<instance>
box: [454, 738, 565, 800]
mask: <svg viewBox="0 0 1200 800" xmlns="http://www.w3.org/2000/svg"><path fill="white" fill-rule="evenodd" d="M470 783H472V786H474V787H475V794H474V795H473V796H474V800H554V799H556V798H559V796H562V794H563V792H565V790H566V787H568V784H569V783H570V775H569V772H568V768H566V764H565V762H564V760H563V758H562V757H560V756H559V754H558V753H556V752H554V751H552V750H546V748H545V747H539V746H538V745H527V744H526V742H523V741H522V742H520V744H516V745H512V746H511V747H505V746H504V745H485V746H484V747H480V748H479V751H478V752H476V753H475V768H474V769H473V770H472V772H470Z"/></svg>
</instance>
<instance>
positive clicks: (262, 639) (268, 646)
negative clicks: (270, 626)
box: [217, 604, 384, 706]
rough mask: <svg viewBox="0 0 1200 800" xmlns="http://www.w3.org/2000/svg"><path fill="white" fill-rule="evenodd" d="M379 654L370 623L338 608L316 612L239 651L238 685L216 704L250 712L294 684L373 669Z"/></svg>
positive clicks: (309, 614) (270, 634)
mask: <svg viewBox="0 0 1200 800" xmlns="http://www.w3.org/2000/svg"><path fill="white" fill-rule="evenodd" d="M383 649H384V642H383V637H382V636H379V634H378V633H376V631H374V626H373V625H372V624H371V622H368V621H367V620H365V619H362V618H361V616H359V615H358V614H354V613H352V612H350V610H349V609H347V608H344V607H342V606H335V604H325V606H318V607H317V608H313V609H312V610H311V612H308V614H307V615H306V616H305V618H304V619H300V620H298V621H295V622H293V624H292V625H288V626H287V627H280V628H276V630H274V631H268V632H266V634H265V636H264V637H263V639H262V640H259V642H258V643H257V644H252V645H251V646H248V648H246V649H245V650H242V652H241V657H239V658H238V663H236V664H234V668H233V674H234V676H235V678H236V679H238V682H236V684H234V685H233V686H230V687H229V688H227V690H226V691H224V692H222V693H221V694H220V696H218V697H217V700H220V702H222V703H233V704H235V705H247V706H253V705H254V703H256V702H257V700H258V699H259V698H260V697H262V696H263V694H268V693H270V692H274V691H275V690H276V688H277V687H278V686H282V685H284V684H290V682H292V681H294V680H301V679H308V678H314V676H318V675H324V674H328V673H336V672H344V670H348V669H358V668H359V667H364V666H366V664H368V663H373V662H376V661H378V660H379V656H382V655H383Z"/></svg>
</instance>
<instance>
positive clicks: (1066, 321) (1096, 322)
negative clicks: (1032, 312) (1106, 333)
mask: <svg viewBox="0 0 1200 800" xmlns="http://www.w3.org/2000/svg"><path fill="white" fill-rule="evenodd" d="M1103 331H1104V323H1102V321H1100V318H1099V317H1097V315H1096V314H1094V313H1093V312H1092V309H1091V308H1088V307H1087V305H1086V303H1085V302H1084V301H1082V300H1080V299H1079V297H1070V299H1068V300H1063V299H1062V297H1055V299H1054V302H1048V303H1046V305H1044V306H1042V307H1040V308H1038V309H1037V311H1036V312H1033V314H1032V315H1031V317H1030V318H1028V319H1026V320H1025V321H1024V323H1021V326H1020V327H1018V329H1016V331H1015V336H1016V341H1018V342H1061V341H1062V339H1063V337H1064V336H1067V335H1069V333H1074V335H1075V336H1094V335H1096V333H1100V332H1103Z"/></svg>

## ABOUT THIS TASK
Reproduce every line of the data exactly as it was written.

## EXPECTED ANSWER
<instance>
box: [454, 738, 565, 800]
mask: <svg viewBox="0 0 1200 800" xmlns="http://www.w3.org/2000/svg"><path fill="white" fill-rule="evenodd" d="M470 783H472V786H474V787H475V794H474V795H473V796H474V800H554V799H556V798H559V796H562V794H563V792H565V790H566V787H568V784H569V783H570V775H569V772H568V768H566V764H565V762H564V760H563V758H562V757H560V756H559V754H558V753H556V752H554V751H552V750H546V748H545V747H539V746H538V745H527V744H526V742H523V741H522V742H520V744H516V745H512V746H511V747H505V746H504V745H485V746H484V747H480V748H479V751H478V752H476V753H475V768H474V769H473V770H472V772H470Z"/></svg>
</instance>
<instance>
positive clicks: (262, 639) (268, 646)
negative clicks: (270, 626)
box: [217, 604, 384, 706]
rough mask: <svg viewBox="0 0 1200 800" xmlns="http://www.w3.org/2000/svg"><path fill="white" fill-rule="evenodd" d="M379 654L370 623L338 608L316 612L239 651L238 685L216 704L250 712L294 684L373 669Z"/></svg>
positive clicks: (309, 614) (270, 634)
mask: <svg viewBox="0 0 1200 800" xmlns="http://www.w3.org/2000/svg"><path fill="white" fill-rule="evenodd" d="M383 649H384V642H383V637H382V636H379V634H378V633H376V631H374V626H373V625H372V624H371V622H368V621H367V620H365V619H362V618H361V616H359V615H358V614H354V613H352V612H350V610H349V609H347V608H344V607H342V606H335V604H325V606H318V607H317V608H313V609H312V610H311V612H308V614H307V615H306V616H305V618H304V619H300V620H298V621H295V622H293V624H292V625H288V626H287V627H280V628H276V630H274V631H268V632H266V634H265V636H264V637H263V639H262V640H259V642H258V643H257V644H252V645H251V646H248V648H246V649H245V650H242V652H241V657H239V658H238V663H236V664H234V668H233V674H234V676H235V678H236V679H238V682H236V684H234V685H233V686H230V687H229V688H227V690H226V691H224V692H222V693H221V694H220V696H218V697H217V700H220V702H222V703H233V704H235V705H247V706H253V705H254V703H256V702H257V700H258V699H259V698H260V697H262V696H263V694H268V693H270V692H274V691H275V690H276V688H277V687H278V686H282V685H284V684H290V682H292V681H294V680H301V679H308V678H314V676H318V675H324V674H328V673H336V672H344V670H348V669H358V668H359V667H364V666H366V664H368V663H373V662H376V661H378V660H379V656H382V655H383Z"/></svg>
</instance>
<instance>
positive clicks: (1066, 321) (1096, 322)
negative clicks: (1032, 312) (1106, 333)
mask: <svg viewBox="0 0 1200 800" xmlns="http://www.w3.org/2000/svg"><path fill="white" fill-rule="evenodd" d="M1103 331H1104V323H1102V321H1100V318H1099V317H1097V315H1096V314H1094V313H1093V312H1092V309H1091V308H1088V307H1087V305H1086V303H1085V302H1084V301H1082V300H1080V299H1079V297H1070V299H1068V300H1063V299H1062V297H1055V299H1054V302H1048V303H1046V305H1044V306H1042V307H1040V308H1038V309H1037V311H1036V312H1033V314H1032V315H1031V317H1030V318H1028V319H1026V320H1025V321H1024V323H1021V326H1020V327H1018V329H1016V331H1015V336H1016V341H1018V342H1061V341H1062V339H1063V337H1064V336H1067V335H1069V333H1074V335H1075V336H1094V335H1096V333H1100V332H1103Z"/></svg>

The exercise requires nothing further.